* _WHAT IS REQUIRED_
Pull out each line in the data below that has the word "roof" in it, and copy those lines word for word.

* _DATA FOR THIS EXERCISE_
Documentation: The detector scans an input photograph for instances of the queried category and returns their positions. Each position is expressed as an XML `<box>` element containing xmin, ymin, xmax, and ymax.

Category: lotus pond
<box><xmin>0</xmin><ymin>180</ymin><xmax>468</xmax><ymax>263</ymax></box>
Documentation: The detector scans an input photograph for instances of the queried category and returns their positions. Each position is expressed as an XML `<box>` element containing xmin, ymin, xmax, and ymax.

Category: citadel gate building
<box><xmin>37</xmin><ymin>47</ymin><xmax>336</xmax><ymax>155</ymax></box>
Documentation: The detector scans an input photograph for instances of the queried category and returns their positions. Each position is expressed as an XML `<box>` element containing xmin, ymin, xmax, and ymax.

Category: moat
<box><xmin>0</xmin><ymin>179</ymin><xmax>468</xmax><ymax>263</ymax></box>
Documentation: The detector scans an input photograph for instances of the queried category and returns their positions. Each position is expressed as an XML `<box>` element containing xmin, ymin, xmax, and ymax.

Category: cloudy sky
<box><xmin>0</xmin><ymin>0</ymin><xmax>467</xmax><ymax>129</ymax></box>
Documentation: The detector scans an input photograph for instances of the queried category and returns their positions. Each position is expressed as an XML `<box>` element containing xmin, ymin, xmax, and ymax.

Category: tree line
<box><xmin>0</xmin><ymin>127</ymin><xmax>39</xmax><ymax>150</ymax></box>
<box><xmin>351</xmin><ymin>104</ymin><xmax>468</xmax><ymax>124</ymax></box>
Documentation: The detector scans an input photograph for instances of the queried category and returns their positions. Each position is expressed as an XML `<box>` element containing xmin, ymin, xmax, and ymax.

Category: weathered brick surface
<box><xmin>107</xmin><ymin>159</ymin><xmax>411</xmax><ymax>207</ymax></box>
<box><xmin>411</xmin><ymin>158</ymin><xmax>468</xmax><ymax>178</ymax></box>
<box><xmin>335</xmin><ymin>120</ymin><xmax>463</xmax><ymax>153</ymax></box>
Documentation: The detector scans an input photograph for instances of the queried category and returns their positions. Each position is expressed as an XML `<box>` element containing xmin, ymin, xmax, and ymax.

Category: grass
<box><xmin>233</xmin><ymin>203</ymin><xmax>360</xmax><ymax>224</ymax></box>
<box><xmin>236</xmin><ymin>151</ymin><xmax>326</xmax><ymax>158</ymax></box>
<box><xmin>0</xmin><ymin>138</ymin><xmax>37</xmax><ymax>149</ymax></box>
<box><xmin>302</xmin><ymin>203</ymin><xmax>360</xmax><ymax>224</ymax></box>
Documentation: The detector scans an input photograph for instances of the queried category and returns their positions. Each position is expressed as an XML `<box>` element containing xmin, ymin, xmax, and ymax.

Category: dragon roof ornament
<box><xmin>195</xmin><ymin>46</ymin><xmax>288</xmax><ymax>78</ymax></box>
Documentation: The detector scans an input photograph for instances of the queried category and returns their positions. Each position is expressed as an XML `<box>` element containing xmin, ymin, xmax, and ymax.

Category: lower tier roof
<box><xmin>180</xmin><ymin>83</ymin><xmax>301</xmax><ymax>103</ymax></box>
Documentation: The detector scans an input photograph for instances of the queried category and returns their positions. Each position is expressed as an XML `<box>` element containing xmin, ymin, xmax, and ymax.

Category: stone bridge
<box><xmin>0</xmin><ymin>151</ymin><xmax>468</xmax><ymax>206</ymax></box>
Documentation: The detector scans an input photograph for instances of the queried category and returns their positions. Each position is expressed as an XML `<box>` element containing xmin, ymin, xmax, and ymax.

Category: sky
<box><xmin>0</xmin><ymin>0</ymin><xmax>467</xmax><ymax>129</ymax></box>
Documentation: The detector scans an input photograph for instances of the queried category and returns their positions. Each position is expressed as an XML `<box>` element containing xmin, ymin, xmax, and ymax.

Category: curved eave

* _SOLUTION_
Category: dragon roof ornament
Category: lower tier roof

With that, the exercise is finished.